[THE REQUEST]: Write the material out again, line by line, exactly as it is.

======== EXERCISE INPUTS

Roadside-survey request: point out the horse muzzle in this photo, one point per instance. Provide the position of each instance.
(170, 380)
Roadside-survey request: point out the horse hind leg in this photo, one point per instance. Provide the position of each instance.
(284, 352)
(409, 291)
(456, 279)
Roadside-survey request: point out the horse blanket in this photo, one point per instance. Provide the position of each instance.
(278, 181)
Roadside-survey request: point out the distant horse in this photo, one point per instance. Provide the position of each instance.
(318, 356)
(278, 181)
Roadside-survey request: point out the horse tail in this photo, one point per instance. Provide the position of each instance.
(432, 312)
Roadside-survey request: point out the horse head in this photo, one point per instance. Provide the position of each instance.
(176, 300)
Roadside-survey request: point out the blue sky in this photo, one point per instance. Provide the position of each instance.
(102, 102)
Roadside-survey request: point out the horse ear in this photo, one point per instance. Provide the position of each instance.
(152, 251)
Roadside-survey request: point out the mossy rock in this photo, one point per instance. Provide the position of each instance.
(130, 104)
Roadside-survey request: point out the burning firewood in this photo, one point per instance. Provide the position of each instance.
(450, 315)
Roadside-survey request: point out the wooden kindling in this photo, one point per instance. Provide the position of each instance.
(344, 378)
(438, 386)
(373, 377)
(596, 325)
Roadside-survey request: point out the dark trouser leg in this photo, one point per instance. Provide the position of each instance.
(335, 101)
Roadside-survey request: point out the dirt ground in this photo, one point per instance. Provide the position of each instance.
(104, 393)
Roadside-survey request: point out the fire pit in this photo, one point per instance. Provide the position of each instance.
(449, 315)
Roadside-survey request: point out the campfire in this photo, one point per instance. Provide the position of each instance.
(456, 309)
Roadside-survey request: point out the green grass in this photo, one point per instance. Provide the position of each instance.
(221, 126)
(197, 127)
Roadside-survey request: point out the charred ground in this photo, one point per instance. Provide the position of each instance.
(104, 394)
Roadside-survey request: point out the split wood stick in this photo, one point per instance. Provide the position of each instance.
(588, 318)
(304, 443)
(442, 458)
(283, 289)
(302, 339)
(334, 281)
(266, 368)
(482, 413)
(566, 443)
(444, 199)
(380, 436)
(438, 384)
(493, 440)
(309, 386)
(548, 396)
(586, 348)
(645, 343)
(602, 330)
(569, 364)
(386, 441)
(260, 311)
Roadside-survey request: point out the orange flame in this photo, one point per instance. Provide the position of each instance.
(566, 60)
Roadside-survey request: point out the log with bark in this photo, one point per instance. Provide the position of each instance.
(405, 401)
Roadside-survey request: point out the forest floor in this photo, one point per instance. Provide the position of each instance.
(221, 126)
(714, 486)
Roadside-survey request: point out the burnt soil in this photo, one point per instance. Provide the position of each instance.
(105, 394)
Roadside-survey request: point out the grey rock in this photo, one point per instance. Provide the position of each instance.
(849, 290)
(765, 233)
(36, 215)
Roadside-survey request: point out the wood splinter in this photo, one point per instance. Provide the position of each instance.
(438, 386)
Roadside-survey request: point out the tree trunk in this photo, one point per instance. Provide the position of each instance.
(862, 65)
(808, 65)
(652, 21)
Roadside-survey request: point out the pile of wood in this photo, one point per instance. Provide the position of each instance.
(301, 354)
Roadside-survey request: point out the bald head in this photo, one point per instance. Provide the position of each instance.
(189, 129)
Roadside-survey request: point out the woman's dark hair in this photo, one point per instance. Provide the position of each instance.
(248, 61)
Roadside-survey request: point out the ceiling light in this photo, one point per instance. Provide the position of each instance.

================

[SOLUTION TO THIS TASK]:
Roadside-survey request: point out the horse muzzle in this photo, one point per instance. Provide the position of each instance.
(170, 380)
Roadside-survey request: point out the horse hind leg in this photo, one point per instance. Provide the position of each instance.
(284, 352)
(409, 291)
(456, 279)
Roadside-survey request: point out the horse blanket in this photo, one point per instance. Provide the position of each instance.
(278, 181)
Roadside-survey request: point out the distant horse in this photo, one point per instance. Provide the position of each instance.
(318, 356)
(278, 181)
Roadside-survey request: point out the horse tail in this photo, one point per instance. Provide the position of each instance.
(432, 312)
Roadside-survey request: point out the horse head in this photo, one point per instance. Provide the position of each instance.
(176, 300)
Roadside-survey request: point out the blue sky in this photo, one point per instance. Provide the position of each instance.
(102, 102)
Roadside-survey request: point out the horse ear in this photo, one point per instance. Provide the position of each instance.
(152, 251)
Roadside-survey request: point out the mossy rock in this photo, one point per instance. Provide the position of each instance.
(130, 104)
Roadside-survey request: point out the burning firewood in this photo, one point per instance. Provide the position of each instance.
(450, 315)
Roadside-survey request: point out the wooden kindling in this photo, one point per instance. Provide the position of each instance.
(344, 378)
(438, 386)
(373, 377)
(596, 325)
Roadside-survey request: point out the dark trouser leg in this photo, one point per instance. Provide the position of each instance.
(335, 101)
Roadside-survey request: point out the dirt ground in this photo, one point per instance. Provide the position of each instance.
(104, 393)
Roadside-survey request: point out the fire pit in this photo, one point per instance. Provide the position of each instance.
(449, 315)
Roadside-survey request: point out the campfire in this photo, one point per instance. Provide the position of each instance.
(456, 309)
Roadside-survey request: point out the green grass in this photo, one point per instance. Provide the position of each instance.
(221, 126)
(197, 127)
Roadside-survey request: point out the charred ground in this photo, one point per instance. Provide the position of each instance.
(104, 394)
Roadside-survey request: point out the split wood stick in this photo, one point per instance. Provide the position of each instance.
(588, 318)
(304, 443)
(442, 458)
(283, 289)
(302, 339)
(334, 281)
(266, 368)
(482, 413)
(566, 443)
(444, 199)
(380, 436)
(438, 384)
(493, 440)
(309, 386)
(548, 396)
(586, 348)
(645, 343)
(602, 330)
(569, 364)
(386, 441)
(260, 311)
Roadside-survey request: point out the orange flame in this photo, one point per instance. Provide the position of each instance.
(566, 60)
Roadside-survey request: point out the log with bark in this photo, one point per instance. Provide the position of each instance.
(405, 401)
Roadside-survey request: point out the forest floor in this photo, one point per instance. Provide the position of each instance.
(221, 126)
(714, 486)
Roadside-survey request: point out the burnt soil in this photo, one point per instance. Provide the position of each instance.
(105, 394)
Roadside-survey request: point out the grey rock in this photo, one point per instance. Provide the position of each instance.
(849, 290)
(765, 233)
(36, 215)
Roadside-survey request: point out the wood splinter in this photo, one point per instance. Provide the position of each instance.
(438, 386)
Roadside-survey request: point out the tree trunk in this photo, one point per instance. Provide the position of each instance.
(862, 65)
(808, 65)
(652, 21)
Roadside-survey request: point out the pile of wood in this photo, one point per instance. Provide the position of each instance.
(301, 354)
Roadside-survey request: point out the bald head in this photo, one point per instance. Provide the position of each instance.
(189, 129)
Roadside-survey request: point out the woman's dark hair in this photo, one point per instance. Provide the position of each instance.
(248, 61)
Roadside-survey request: point out the ceiling light in this photo, one point per instance. Provide the position of each instance.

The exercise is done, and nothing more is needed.